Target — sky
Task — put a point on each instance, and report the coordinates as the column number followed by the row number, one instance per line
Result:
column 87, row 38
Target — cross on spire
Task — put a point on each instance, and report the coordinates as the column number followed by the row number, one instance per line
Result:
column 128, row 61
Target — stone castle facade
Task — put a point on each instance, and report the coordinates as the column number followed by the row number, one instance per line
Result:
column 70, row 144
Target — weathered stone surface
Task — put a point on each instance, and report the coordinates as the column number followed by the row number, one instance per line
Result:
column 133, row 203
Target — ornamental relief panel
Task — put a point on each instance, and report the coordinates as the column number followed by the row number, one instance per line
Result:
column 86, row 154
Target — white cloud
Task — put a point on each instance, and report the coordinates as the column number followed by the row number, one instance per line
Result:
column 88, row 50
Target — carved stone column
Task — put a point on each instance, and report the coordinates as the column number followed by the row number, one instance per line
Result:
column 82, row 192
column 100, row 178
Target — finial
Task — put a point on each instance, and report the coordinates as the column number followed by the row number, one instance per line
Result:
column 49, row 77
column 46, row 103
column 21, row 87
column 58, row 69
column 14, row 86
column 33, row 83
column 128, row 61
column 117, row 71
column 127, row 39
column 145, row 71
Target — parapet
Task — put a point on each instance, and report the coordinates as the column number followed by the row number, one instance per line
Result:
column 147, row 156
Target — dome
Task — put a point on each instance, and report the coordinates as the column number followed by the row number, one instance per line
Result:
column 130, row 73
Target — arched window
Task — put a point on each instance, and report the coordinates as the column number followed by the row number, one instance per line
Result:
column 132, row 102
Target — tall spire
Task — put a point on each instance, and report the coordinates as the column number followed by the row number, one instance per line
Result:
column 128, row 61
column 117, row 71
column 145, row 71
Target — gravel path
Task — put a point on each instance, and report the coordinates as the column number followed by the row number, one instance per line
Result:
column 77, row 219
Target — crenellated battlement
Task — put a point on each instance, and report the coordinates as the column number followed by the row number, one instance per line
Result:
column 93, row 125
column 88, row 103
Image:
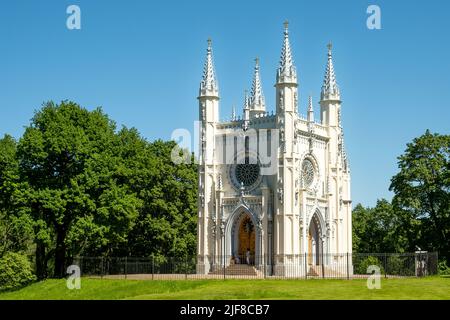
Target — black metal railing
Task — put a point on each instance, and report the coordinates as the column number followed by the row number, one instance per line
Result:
column 306, row 266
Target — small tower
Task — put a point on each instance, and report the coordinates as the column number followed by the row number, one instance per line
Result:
column 246, row 112
column 286, row 108
column 209, row 118
column 257, row 101
column 330, row 97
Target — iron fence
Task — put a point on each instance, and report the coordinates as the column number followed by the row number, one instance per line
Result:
column 302, row 266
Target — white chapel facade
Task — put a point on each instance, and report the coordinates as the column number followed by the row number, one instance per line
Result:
column 274, row 189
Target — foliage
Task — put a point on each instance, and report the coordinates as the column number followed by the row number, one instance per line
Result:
column 15, row 271
column 74, row 185
column 419, row 216
column 443, row 268
column 422, row 192
column 378, row 229
column 360, row 267
column 16, row 226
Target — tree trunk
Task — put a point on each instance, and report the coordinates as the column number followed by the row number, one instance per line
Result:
column 60, row 255
column 41, row 261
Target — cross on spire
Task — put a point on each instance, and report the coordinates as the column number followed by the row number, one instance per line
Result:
column 208, row 85
column 257, row 101
column 330, row 88
column 286, row 71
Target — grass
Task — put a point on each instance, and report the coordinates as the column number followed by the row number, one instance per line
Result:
column 98, row 289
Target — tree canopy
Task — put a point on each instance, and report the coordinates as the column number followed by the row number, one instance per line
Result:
column 85, row 188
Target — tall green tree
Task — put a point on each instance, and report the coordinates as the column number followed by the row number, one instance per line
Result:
column 16, row 226
column 379, row 229
column 422, row 191
column 67, row 157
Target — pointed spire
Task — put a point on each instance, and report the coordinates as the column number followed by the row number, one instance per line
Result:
column 209, row 86
column 246, row 101
column 286, row 71
column 246, row 113
column 233, row 114
column 310, row 110
column 257, row 101
column 330, row 89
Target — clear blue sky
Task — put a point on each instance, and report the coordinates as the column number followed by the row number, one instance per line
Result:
column 142, row 62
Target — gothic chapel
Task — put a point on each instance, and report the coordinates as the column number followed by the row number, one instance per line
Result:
column 283, row 216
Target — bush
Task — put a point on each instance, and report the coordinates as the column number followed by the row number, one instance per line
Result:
column 361, row 267
column 15, row 271
column 444, row 270
column 400, row 265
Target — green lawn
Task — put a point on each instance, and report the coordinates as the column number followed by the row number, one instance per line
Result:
column 411, row 288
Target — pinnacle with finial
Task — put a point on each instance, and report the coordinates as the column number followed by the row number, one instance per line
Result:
column 286, row 71
column 330, row 88
column 208, row 85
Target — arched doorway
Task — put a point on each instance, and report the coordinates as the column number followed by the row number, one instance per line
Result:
column 244, row 240
column 315, row 246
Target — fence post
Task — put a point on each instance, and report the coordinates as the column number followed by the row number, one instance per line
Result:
column 323, row 267
column 185, row 268
column 348, row 268
column 264, row 265
column 126, row 267
column 306, row 267
column 153, row 267
column 101, row 268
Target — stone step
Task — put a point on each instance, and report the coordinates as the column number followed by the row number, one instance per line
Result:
column 238, row 270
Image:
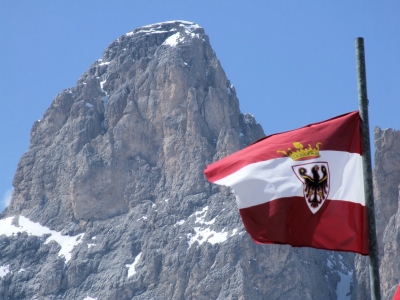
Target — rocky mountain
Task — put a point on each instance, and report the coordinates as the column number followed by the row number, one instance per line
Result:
column 386, row 192
column 110, row 200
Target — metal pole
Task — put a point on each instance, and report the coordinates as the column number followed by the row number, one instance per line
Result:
column 367, row 170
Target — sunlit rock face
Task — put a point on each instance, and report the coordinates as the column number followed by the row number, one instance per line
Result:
column 387, row 215
column 110, row 200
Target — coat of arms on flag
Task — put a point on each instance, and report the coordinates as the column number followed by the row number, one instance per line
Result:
column 310, row 195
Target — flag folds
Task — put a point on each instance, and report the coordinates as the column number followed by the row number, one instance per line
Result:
column 302, row 187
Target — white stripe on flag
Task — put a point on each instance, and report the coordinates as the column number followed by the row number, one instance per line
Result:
column 273, row 179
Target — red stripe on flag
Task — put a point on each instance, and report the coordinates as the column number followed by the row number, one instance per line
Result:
column 341, row 133
column 338, row 225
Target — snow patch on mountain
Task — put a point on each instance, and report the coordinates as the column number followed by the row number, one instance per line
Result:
column 4, row 270
column 66, row 242
column 132, row 267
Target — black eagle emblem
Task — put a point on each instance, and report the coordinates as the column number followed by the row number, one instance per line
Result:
column 315, row 186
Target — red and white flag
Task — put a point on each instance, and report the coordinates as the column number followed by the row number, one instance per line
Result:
column 303, row 187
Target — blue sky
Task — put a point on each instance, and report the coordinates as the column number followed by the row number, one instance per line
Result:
column 292, row 62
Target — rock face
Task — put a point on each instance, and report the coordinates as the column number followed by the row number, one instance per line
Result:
column 110, row 200
column 386, row 192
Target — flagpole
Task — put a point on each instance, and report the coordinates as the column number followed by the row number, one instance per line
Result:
column 367, row 171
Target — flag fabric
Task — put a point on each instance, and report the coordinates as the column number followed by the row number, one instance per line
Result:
column 303, row 187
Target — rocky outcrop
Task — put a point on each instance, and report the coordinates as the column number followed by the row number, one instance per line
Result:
column 110, row 200
column 386, row 193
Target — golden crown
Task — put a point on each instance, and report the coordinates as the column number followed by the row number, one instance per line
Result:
column 302, row 153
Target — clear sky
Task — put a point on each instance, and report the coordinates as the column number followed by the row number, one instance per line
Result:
column 292, row 62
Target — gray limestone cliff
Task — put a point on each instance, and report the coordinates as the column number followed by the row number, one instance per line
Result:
column 110, row 200
column 386, row 193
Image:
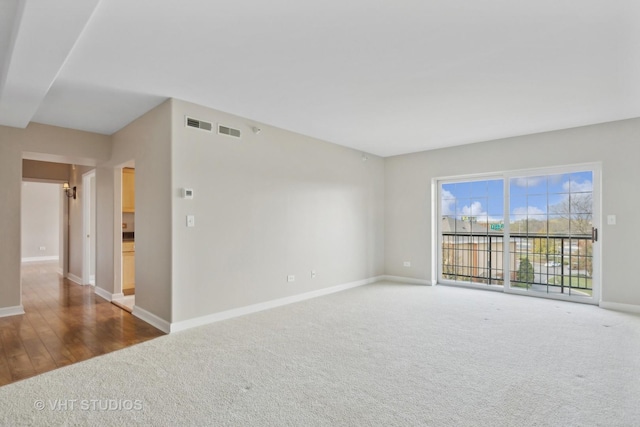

**OBJECTIVE:** Please arrange every line of all the records above as a numbered list, skipping blank lines and leaving the pictures out of your answer.

**WRITTEN ANSWER:**
1. Target — sky
2. Task — put a point on each instance, and report the coordinates as the column number followed by the row number, one instance per line
3. Result:
4. column 87, row 38
5. Target — cross on spire
6. Task — put a point on each instance, and report the coordinates as the column number followed by the row number, one instance per line
7. Result:
8. column 128, row 61
9. Target — stone castle facade
10. Task — put a point on each instance, and report the coordinates as the column number followed by the row number, one instance per line
11. Result:
12. column 70, row 144
13. Target — weathered stone surface
14. Task — put a point on each instance, and report the coordinates as the column number followed by the row number, one instance per line
15. Result:
16. column 133, row 203
17. Target — ornamental relief panel
18. Task — put a point on each instance, and report the coordinates as the column number followed by the row number, one instance per line
19. Result:
20. column 86, row 154
21. Target — white cloud
22. Task — put a point on each instance, and report the coordinates as the column number followed by the row number, one instance per line
23. Result:
24. column 88, row 50
25. Target — carved stone column
26. Task — put a point on each instance, and report the coordinates as the column number followed by the row number, one instance per line
27. Result:
28. column 82, row 192
29. column 100, row 178
30. Target — finial
31. Task — put a point on each instance, and report the coordinates as the column number followed by the row number, one instance per line
32. Result:
33. column 49, row 77
34. column 46, row 103
35. column 21, row 87
36. column 58, row 69
37. column 14, row 86
38. column 33, row 83
39. column 128, row 61
40. column 117, row 71
41. column 127, row 39
42. column 145, row 71
43. Target — parapet
44. Task — put a point on each instance, and report the coordinates as the column number followed by the row number, one instance per line
45. Result:
46. column 147, row 156
47. Target — dome
48. Task — put a point on each instance, and report the coordinates as the column number followed by the row number, one instance per line
49. Result:
50. column 130, row 73
51. Target — arched window
52. Task — put a point on each instance, and report the coordinates as the column number followed by the row number, one instance per line
53. Result:
54. column 132, row 102
55. Target — tall spire
56. Task — put a point on each instance, and report the coordinates as the column number followed by the row number, one instance per line
57. Result:
58. column 128, row 61
59. column 117, row 71
60. column 145, row 71
61. Target — gravel path
62. Task — put a point on each instance, and report the coordinates as the column number followed by the row number, one instance per line
63. Result:
64. column 77, row 219
65. Target — crenellated battlement
66. Task — put a point on each instance, and report the coordinates as the column number followed by the row number, one instance per line
67. Result:
68. column 93, row 125
69. column 88, row 103
70. Image:
71. Target — black metal railing
72. Task — put a point on each instance, and report the coordinates as the column number followed by the row number, one instance per line
73. Result:
74. column 306, row 266
75. Target — small tower
76. Task — put a point on each instance, and report the coordinates as the column number followed by the row number, one instance per line
77. Result:
78. column 246, row 112
79. column 286, row 108
80. column 209, row 118
81. column 257, row 101
82. column 330, row 97
83. Target — iron fence
84. Task — put a point on each instance, and report the coordinates as the column number followed by the row number, one instance per line
85. Result:
86. column 302, row 266
87. Target — white chapel facade
88. Task — put a point on each instance, and report the coordinates as the column number followed by the row number, one instance per line
89. Result:
90. column 274, row 189
91. Target — foliage
92. Task — put a point on each instance, and report the coordinates as the column number followed by the row number, one instance per line
93. Result:
94. column 15, row 271
95. column 74, row 185
96. column 419, row 216
97. column 443, row 268
98. column 422, row 192
99. column 378, row 229
100. column 360, row 267
101. column 16, row 226
102. Target — tree trunk
103. Task — put a point on each instance, and report the coordinates as the column number followed by the row number, one instance per line
104. Result:
105. column 60, row 255
106. column 41, row 261
107. Target — cross on spire
108. Task — put a point on each instance, and report the coordinates as the column number followed by the row number, one instance per line
109. Result:
110. column 208, row 85
111. column 257, row 101
112. column 330, row 88
113. column 286, row 71
114. Target — grass
115. Task — put a point on each instance, and report the coordinates as the column number followed by the row number, one instance per line
116. Result:
117. column 98, row 289
118. Target — tree canopy
119. Task — put a point on each instance, and report the coordinates as the column number followed by the row number, one instance per line
120. Result:
121. column 85, row 188
122. Target — tall green tree
123. Task — put a point on each instance, and report the coordinates as the column number followed by the row number, one instance per line
124. Result:
125. column 16, row 226
126. column 379, row 229
127. column 422, row 191
128. column 67, row 157
129. Target — pointed spire
130. Task — put a point on each instance, and report the coordinates as the column number followed by the row number, one instance per line
131. Result:
132. column 209, row 86
133. column 246, row 101
134. column 286, row 71
135. column 246, row 113
136. column 233, row 114
137. column 310, row 110
138. column 257, row 101
139. column 330, row 89
140. Target — clear blue sky
141. Task — put a point on each instance, and report the coordinates as the column number followed by the row number, one instance per line
142. Result:
143. column 142, row 62
144. Target — gothic chapel
145. Task — put a point on each instance, and report the coordinates as the column number followed by the row number, one instance per line
146. Result:
147. column 283, row 216
148. Target — bush
149. Task — put a point on each instance, and report the coordinates as the column number followed by the row number, one instance per line
150. Result:
151. column 361, row 267
152. column 15, row 271
153. column 444, row 270
154. column 400, row 265
155. Target — green lawn
156. Task — put a point on each instance, and report the coordinates as the column number followed by the row number, one instance per line
157. Result:
158. column 411, row 288
159. Target — pinnacle with finial
160. Task — put a point on each instance, and report the coordinates as the column number followed by the row number, one instance per line
161. Result:
162. column 286, row 71
163. column 330, row 88
164. column 208, row 85
165. Target — arched doorway
166. Task — put a point on each instance, and report the coordinates as the column number followed by the row number, one instance per line
167. Result:
168. column 244, row 240
169. column 315, row 246
170. Target — fence post
171. Task — put a point on each instance, and report the coordinates as the column number followed by the row number, one instance per line
172. Result:
173. column 323, row 267
174. column 185, row 268
175. column 348, row 268
176. column 264, row 265
177. column 126, row 267
178. column 306, row 267
179. column 153, row 267
180. column 101, row 268
181. Target — stone step
182. Task — put a point on each instance, and report the coordinates as the column number followed by the row number, one instance per line
183. Result:
184. column 238, row 270
185. Image:
186. Target — rocky mountain
187. Task — put a point on each instance, and report the coordinates as the column number followed by the row number, one instance per line
188. Result:
189. column 386, row 192
190. column 110, row 200
191. Target — metal pole
192. Task — put a point on each instance, and report the coordinates as the column number followed by the row number, one instance per line
193. Result:
194. column 367, row 170
195. Target — sunlit rock face
196. Task — put a point on each instance, and report the coordinates as the column number followed by the row number, one instance per line
197. Result:
198. column 387, row 215
199. column 110, row 200
200. Target — coat of arms on flag
201. Task — put a point on each instance, and report the coordinates as the column number followed by the row number, one instance per line
202. Result:
203. column 310, row 195
204. Target — flag folds
205. Task — put a point on each instance, and report the coordinates as the column number followed by the row number, one instance per line
206. Result:
207. column 302, row 187
208. Target — white stripe on flag
209. Task — put a point on each instance, and report the coordinates as the column number followed by the row number, one instance per line
210. Result:
211. column 273, row 179
212. Target — red stripe on flag
213. Task — put a point on each instance, and report the coordinates as the column number followed by the row number, one instance per line
214. Result:
215. column 341, row 133
216. column 338, row 225
217. Target — snow patch on mountain
218. Task — put a point on each instance, and report the coordinates as the column number followed by the row number, one instance per line
219. Result:
220. column 4, row 270
221. column 66, row 242
222. column 132, row 267
223. Target — black eagle emblem
224. Task — put a point on each instance, and report the coordinates as the column number followed by the row number, one instance per line
225. Result:
226. column 315, row 186
227. Target — red and white flag
228. Task — put a point on each instance, and report the coordinates as the column number followed by the row number, one instance per line
229. Result:
230. column 303, row 187
231. Target — blue sky
232. Task — put a point on each instance, and report the coordinates as the column number followed by the row number, one instance per line
233. Result:
234. column 292, row 62
235. Target — rock face
236. Task — put a point on each instance, and report the coordinates as the column number followed by the row number, one instance per line
237. Result:
238. column 110, row 200
239. column 386, row 192
240. Target — flagpole
241. Task — put a point on each instance, and report the coordinates as the column number followed by the row number, one instance per line
242. Result:
243. column 367, row 171
244. Target — flag fabric
245. Task — put a point on each instance, and report the coordinates as the column number followed by the row number, one instance per line
246. Result:
247. column 303, row 187
248. Target — rocky outcrop
249. Task — put a point on each instance, and report the coordinates as the column number followed by the row number, one instance per line
250. Result:
251. column 110, row 200
252. column 386, row 193
253. Target — golden crown
254. Task — put a point on each instance, and report the coordinates as the column number followed by the row number, one instance per line
255. Result:
256. column 302, row 153
257. Target — clear sky
258. Task — put a point on each instance, and report the coordinates as the column number followed by the row number, one instance per line
259. Result:
260. column 292, row 62
261. Target — gray limestone cliff
262. Task — put a point on each instance, and report the coordinates as the column number followed by the row number, one instance per line
263. Result:
264. column 110, row 200
265. column 386, row 193
266. Image:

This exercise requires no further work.